--- START Document text ---
199. It would appear that, over the years, relatively little use was made of the path for submitting bills on behalf of a committee. In regard to Basic Laws, the data published on the Knesset website shows that since the establishment of the state, 26 bills initiated in bills on behalf of a committee for Basic Laws and for amending Basic Laws were approved in a third reading. An examination of the subjects addressed by those bills shows that, as a rule, they treated of subjects related in some way to the Knesset, for example: work procedures of the Knesset and its members, elections, and the Budget Law (see, e.g.: Basic Law: The Knesset (Amendment no. 12) S.H. 5771 90, which concerned the candidacy of a Member of Knesset who had left his faction to stand for election in the following Knesset; and Basic Law: The Knesset (Amendment no. 24), S.H. 5751 186, which comprises various provisions in regard to the Speaker of the Knesset and the Deputy Speaker). This is the case but for three prominent exceptions: the first is Basic Law: The Government (Amendment no. 6) S.H. 5757 114 – which treats of the capacity of a person who holds an additional citizenship to serve as a minister; the second is Basic Law: The Judiciary (Amendment no. 2), S.H. 5762 598 – which established that the Ombudsman of Judges would be included in the list of people who could recommend the termination of the tenure of a judge to the Judicial Selection Committee; and the third is the Amendment that is the subject of the present petitions. However, in the first two matters, as with the overwhelming majority of Basic Law bills that were adopted and that treated of matters of the Knesset, the bills were approved by a broad consensus and without significant opposition, which is not the case in the matter before us.
200. The method by which sec. 80 was employed over the years thus shows that Basic Law bills on behalf of the Constitution Committee were generally submitted when at least one of the following conditions was met: the first – the bill concerned matters of the Knesset (such as elections, party financing, the budget, etc.); the second – the bill was advanced with broad support.
This method was also addressed by the legal advisors of the Committee and of the Knesset in regard to the broader category of all the bills on behalf of a committee (and not just Basic Law bills). Thus, already in the Preparatory Document submitted by the Committee’s legal advisors on January 16, 2023, which concerned the advancing of a Basic Law bill on the subject of government legal advisors, it was explained that bills on behalf of a committee constituted a relatively rare “legislative path” that “was reserved, in the overwhelming majority of cases, for subjects that were not controversial or to subjects tightly connected to the Knesset and its activities”. The Knesset Legal Advisor, Advocate Afik, also pointed out that:
The significance of a bill on behalf of a committee is, in effect, skipping over a process of preparation for the first reading, with all the significance that entails, and in effect, it makes the bill coming from the committee similar to a government bill.
[…]
When we look at the bills on behalf of a committee that were proposed here over the years, it can be said: A – that were not many, it is not a process that the Knesset usually employs, that the high road in the Knesset is usually a private member’s bill. Bills on behalf of a committee are really, as noted here, for times when there was a kind of consensus in the Knesset and they wanted to adopt it by means of a bill on behalf of a committee, which was appropriate to the subjects that appeared in the Knesset Rules in regard to that matter which the Knesset addresses and wants to find a solution for them (Transcript of meeting 7, p. 31)
--- END Document text ---
--- START Listed entries ---
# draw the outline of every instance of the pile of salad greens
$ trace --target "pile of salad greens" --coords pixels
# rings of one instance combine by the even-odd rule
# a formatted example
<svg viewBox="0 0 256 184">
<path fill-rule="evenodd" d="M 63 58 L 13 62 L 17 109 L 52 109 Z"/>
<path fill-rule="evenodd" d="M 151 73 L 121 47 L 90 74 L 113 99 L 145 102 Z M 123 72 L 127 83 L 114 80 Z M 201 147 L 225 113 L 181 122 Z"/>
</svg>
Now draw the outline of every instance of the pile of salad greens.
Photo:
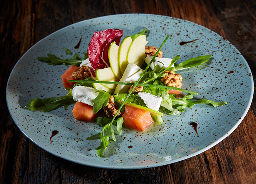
--- END Listed entries ---
Exercise aim>
Reproduce word for word everything in the text on committee bills from "200. The method" down to "with broad support.".

Exercise response>
200. The method by which sec. 80 was employed over the years thus shows that Basic Law bills on behalf of the Constitution Committee were generally submitted when at least one of the following conditions was met: the first – the bill concerned matters of the Knesset (such as elections, party financing, the budget, etc.); the second – the bill was advanced with broad support.